__EXERCISE REQUIREMENTS__
Continue the news report on HHS's plan for local health care Value Exchanges from where it stops.

__PASSAGE__
□ □ □ □ □

By Mary Agnes Carey, CQ HealthBeat Associate Editor

February 28, 2007 -- As part of the Bush administration's ongoing efforts to promote greater transparency in health care, Department of Health and Human Services Secretary Michael O. Leavitt Wednesday announced a new venture that would create local health care collaboratives to provide public reports on the cost and quality of health care providers.

Under the plan, HHS would select qualified regional collaboratives, which would be chartered as "Value Exchanges." Local physicians, nurses, hospitals, and other health care providers would work together with health plans, employers, unions, and other health care purchasers toward the goal of publishing reports, which consumers could use to help comparison shop for health care, much like they do in other areas, such as cars or appliances.

"This is what this economic sector has lacked that every other sector has," Leavitt said during a breakfast with health care reporters.

With a mantra in mind of "national coordination, local control," Leavitt said the groups would be independent, nonprofit organizations administered at the local level, with the hope of bringing such collaboratives into a national system administered by HHS' Agency for Healthcare Research and Quality (AHRQ). HHS has asked for $4 million in fiscal 2008 to establish and operate the collaboratives, and AHRQ Director Carolyn M. Clancy said providers would lead in the development of standards.

Leavitt predicted that within two years the collaborations would start to publish data on a limited number of procedures with a national network developing in five years. Such reporting is part of the administration's plan of "four cornerstones" to achieve value-driven health care, which also include broader use of health information technology and providing incentives for better quality and value in health care services.

The system Leavitt described would include two types of collaboratives: "community leaders," which are less developed collaboratives with the goal of increasing stakeholder participation and quality measurement capacity, and the more developed "Value Exchanges," already functioning collaboratives that meet existing criteria and are selected by HHS to be chartered and carry out quality improvement and public reporting.

□ □ □ □ □

__DATASET EXTRACT__

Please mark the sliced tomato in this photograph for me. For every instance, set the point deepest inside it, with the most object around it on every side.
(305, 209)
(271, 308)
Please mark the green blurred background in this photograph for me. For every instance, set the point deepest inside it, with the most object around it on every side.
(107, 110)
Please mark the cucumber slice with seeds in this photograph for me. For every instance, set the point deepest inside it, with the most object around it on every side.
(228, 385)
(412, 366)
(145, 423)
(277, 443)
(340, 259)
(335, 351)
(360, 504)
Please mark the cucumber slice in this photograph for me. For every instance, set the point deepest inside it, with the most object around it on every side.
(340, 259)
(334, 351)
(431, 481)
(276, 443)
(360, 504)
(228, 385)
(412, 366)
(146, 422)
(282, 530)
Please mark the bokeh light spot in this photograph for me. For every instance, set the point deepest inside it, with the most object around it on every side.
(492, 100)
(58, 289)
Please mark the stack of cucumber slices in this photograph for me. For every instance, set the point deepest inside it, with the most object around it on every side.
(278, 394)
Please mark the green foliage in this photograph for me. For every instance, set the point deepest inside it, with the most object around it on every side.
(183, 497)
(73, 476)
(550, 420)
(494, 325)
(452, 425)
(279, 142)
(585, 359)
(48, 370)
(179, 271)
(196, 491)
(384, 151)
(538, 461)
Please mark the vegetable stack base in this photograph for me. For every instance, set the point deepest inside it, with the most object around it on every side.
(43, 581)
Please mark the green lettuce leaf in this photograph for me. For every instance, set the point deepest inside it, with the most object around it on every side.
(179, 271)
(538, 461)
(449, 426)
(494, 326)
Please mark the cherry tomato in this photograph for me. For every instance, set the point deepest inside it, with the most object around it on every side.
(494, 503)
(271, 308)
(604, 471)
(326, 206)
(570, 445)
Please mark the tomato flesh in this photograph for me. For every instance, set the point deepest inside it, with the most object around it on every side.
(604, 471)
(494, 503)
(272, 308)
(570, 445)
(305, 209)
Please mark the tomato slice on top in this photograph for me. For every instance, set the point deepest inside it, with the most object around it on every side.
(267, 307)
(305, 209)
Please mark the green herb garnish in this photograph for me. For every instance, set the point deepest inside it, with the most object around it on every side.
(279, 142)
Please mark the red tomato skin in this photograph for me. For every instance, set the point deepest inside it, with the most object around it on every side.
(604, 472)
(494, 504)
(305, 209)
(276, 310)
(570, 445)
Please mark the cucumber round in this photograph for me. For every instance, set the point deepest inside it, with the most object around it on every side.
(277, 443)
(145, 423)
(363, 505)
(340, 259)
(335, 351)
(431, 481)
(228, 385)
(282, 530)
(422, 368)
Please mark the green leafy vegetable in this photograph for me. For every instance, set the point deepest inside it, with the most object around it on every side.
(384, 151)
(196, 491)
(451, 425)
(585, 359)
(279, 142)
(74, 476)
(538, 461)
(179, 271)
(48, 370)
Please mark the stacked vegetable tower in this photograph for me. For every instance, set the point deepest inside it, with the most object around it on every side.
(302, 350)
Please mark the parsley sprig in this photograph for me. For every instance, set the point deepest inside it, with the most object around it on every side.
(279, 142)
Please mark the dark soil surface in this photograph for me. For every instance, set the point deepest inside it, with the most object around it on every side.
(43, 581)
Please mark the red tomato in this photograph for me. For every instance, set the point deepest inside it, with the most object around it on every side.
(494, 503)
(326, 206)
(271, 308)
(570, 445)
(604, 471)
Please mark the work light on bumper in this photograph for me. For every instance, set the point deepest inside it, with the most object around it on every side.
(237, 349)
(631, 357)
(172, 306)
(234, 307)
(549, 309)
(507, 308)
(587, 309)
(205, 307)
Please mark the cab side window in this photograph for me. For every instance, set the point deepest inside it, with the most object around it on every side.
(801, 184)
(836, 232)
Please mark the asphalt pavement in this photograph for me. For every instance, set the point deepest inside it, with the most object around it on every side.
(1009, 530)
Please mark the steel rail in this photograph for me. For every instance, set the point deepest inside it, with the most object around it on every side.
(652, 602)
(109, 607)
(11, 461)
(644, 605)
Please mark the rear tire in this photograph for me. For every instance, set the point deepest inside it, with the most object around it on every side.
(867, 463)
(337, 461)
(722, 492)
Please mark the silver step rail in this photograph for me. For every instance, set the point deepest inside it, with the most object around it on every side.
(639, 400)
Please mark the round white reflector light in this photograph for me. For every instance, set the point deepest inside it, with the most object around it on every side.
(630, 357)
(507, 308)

□ □ □ □ □

__EXPECTED ANSWER__
Last August, President Bush signed an executive order that requires providers and health plans doing business with federal health programs to publicize data on the cost and quality of their care and to organize billing and insurance claims in a way that allows the cost and quality of medical procedures to be compared easily. The administration also has reached out to major employers to do the same.

Separately, the Robert Wood Johnson Foundation (RWJF) Thursday announced a two-year $115 million program to build upon an already established program the foundation has created to help community coalitions improve the quality of care provided for chronic illnesses in doctors' offices, clinics, and other outpatient settings.

Much like the collaborations Leavitt described, the RWJF grantees will work to establish measures to help health care providers improve their ability to provide care and publicly report their performance. RWJF will work in up to 20 communities to improve the quality of health care in those communities by focusing more on coordinating care around the needs of patients and reducing racial and ethnic disparities in care.

"There is no one health care system in America, and communities have different strengths and weaknesses when it comes to health care," RWJF President and Chief Executive Officer Risa Lavizzo-Mourey said in a statement. "RWJF can help align the many organizations, government and non-government, at the national level on issues like performance measures and public reporting. And we can support the efforts of doctors, nurses, patients and other stakeholders to achieve high-quality health care in their own communities."